TRECHO CITADO »
O trabalho infantil pode ser considerado a forma extrema de violar os direitos da criança,

principalmente à educação. De acordo com a Organização Internacional do Trabalho - OIT

(2010), a construção de uma sociedade mais justa, menos desigual e mais democrática depende

não só da definição de estratégias a curto e longo prazo, mas da vontade política dos governos

e da sociedade civil em geral. Nesse âmbito estão a erradicação do trabalho infantil e a garantia

dos direitos das crianças, que permeiam as políticas públicas e envolvem todos os segmentos

sociais em torno do fenômeno.

No primeiro momento, quando se procurou verificar como o trabalho infantil influencia

o desenvolvimento escolar, a análise dos dados apontou dois motivos para a ocorrência desse

fato: inicia-se muitas das vezes quando a criança assume as tarefas domésticas em sua própria

casa e, na maioria dos casos, é legitimado pela própria família e pela sociedade. Esse fenômeno,

se por um lado compromete seriamente o desenvolvimento físico e intelectual da criança, por

outro lado impetra a morte da vida infantil, ou seja, à inviabiliza (COSTA E CALVÃO, 2005).

DADOS DO EXERCÍCIO »
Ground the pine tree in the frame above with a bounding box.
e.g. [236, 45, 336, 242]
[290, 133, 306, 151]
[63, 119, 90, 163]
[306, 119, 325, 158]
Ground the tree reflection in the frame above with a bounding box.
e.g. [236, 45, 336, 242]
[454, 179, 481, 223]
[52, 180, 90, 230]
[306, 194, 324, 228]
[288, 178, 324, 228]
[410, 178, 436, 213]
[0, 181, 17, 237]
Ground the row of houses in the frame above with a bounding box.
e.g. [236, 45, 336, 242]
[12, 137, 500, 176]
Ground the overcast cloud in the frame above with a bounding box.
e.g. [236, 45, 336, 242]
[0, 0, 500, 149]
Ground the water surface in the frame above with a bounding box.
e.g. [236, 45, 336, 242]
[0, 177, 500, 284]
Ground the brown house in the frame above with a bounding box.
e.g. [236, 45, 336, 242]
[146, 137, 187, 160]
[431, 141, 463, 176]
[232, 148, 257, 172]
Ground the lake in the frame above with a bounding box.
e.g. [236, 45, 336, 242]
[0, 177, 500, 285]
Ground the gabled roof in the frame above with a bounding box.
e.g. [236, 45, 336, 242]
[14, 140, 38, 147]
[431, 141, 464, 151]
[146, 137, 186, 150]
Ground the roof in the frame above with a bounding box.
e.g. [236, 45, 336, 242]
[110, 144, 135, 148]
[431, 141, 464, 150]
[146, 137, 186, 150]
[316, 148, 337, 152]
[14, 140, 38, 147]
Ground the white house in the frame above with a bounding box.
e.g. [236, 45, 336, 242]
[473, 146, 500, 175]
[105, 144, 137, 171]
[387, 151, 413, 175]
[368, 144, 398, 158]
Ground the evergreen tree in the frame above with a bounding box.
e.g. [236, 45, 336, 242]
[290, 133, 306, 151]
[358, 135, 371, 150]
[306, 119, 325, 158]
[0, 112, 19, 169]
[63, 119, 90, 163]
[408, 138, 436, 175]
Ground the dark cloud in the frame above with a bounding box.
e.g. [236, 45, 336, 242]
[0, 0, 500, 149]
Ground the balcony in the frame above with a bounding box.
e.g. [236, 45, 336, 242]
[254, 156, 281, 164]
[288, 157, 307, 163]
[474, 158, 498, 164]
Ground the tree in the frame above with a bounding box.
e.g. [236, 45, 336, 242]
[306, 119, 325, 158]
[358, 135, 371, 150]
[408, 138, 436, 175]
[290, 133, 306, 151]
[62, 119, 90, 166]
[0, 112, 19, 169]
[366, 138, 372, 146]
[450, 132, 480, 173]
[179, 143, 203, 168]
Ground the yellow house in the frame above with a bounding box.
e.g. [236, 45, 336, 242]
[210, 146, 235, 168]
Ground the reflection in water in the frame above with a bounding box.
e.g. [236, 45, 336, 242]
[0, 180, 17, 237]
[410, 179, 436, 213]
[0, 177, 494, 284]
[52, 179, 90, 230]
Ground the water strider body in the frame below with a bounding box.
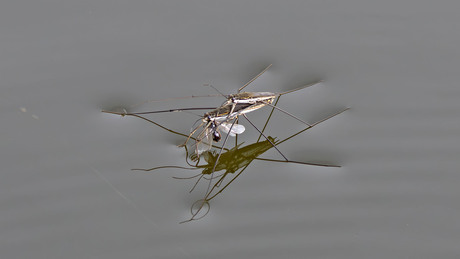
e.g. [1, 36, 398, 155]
[104, 65, 348, 221]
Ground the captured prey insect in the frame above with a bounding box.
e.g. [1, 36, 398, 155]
[126, 108, 349, 223]
[104, 65, 348, 220]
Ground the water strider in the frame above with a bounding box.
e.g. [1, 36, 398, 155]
[104, 65, 344, 221]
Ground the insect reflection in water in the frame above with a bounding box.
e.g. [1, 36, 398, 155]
[104, 65, 348, 222]
[125, 108, 349, 223]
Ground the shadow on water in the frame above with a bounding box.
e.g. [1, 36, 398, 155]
[104, 108, 349, 223]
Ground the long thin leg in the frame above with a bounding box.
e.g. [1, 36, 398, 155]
[207, 108, 350, 202]
[238, 64, 272, 93]
[265, 103, 311, 126]
[278, 80, 323, 95]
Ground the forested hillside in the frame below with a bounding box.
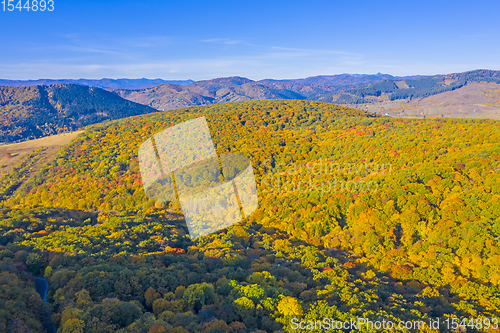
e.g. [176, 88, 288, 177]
[0, 100, 500, 333]
[0, 84, 155, 143]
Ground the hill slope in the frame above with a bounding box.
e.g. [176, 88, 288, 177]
[113, 70, 500, 117]
[0, 100, 500, 333]
[0, 85, 155, 142]
[0, 79, 194, 89]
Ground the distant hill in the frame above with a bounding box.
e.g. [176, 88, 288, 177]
[314, 70, 500, 104]
[260, 73, 416, 90]
[111, 77, 306, 110]
[0, 84, 156, 143]
[112, 70, 500, 110]
[0, 78, 194, 89]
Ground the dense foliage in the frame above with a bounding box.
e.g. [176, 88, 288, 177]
[0, 100, 500, 333]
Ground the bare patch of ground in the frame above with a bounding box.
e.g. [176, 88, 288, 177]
[0, 131, 83, 178]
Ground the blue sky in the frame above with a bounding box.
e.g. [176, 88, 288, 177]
[0, 0, 500, 80]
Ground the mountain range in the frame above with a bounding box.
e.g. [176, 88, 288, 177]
[0, 70, 500, 142]
[0, 84, 156, 143]
[110, 70, 500, 111]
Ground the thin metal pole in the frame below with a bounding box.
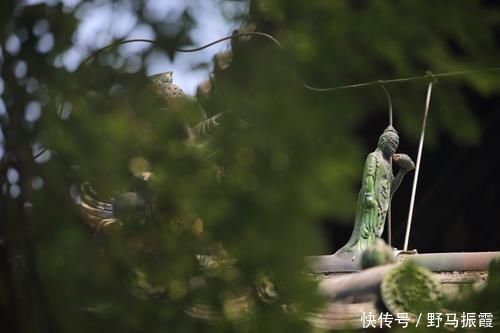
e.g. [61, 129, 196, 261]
[380, 80, 392, 246]
[403, 78, 433, 251]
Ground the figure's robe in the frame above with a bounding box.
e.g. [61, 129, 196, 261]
[337, 149, 394, 254]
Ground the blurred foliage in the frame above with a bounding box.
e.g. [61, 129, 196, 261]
[0, 0, 500, 332]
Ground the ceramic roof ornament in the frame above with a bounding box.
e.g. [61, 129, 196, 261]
[336, 125, 415, 255]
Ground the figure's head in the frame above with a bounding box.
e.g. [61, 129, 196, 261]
[377, 125, 399, 156]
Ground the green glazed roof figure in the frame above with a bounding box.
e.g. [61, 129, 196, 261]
[336, 126, 415, 254]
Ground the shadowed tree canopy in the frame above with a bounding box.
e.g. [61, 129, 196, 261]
[0, 0, 500, 333]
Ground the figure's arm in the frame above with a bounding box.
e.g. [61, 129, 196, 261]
[363, 155, 377, 208]
[391, 154, 415, 197]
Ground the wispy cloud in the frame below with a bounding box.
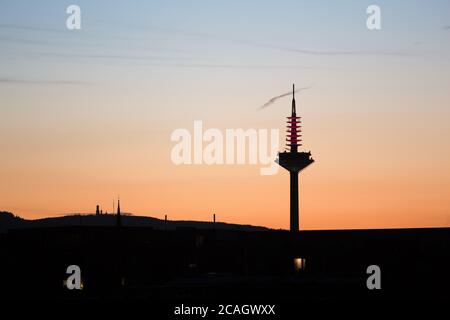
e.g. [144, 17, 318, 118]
[108, 24, 410, 56]
[0, 78, 90, 85]
[259, 86, 311, 110]
[0, 24, 63, 32]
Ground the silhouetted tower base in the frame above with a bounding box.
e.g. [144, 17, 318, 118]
[278, 152, 314, 231]
[277, 86, 314, 231]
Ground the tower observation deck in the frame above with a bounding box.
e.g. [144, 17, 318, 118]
[277, 85, 314, 231]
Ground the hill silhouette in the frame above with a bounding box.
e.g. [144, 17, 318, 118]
[0, 211, 271, 233]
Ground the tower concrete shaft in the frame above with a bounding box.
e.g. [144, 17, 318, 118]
[277, 86, 314, 231]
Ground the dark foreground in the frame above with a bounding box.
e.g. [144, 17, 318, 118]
[0, 226, 450, 308]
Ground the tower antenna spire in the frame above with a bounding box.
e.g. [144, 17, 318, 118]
[278, 84, 314, 232]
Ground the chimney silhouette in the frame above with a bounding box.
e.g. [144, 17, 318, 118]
[277, 85, 314, 232]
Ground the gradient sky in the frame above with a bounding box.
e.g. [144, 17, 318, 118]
[0, 0, 450, 229]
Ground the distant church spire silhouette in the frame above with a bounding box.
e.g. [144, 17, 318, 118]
[277, 84, 314, 231]
[116, 198, 122, 227]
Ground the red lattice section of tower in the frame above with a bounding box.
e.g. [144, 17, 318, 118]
[286, 115, 302, 152]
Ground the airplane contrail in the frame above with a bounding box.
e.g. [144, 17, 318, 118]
[259, 86, 311, 110]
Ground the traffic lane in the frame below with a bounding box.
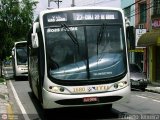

EXERCÍCIO 1 »
Devolva cada linha dos registros em que aparece a palavra "insect".
EXERCÍCIO 2 »
Escreva a parte seguinte do trecho sobre o trabalho infantil, começando logo após a última frase apresentada.

RESPOSTA ESCRITA 1 »
Ground the captured prey insect in the frame above with a bounding box.
Ground the insect reflection in water in the frame above with a bounding box.

RESPOSTA ESCRITA 2 »
Com o desenvolvimento e expansão da sociedade humana associada ao advento do

capitalismo como sistema econômico, o trabalho passou a ser um modo de apropriação dos

meios de produções pelos proprietários com a exploração dos trabalhadores. Vários autores que

abordam a questão do trabalho infantil apontam que a criança, quando explorada por meio do

trabalho precocemente, pode ter grandes perdas na infância e consequências na vida adulta.

É importante destacar que o trabalho infantil no Brasil não é um problema

contemporâneo e que os casos conhecidos são de crianças cujas famílias são desprovidas de

capital e renda, condição que as fazem ter o respaldo de vários segmentos sociais quando

encaminhadas ao trabalho. Quando usado para exploração e acúmulo de capital, o trabalho não

só contradiz o adágio popular, o trabalho dignifica o homem, como desnaturaliza o homem, o

agente de transformação, por excelência, da natureza.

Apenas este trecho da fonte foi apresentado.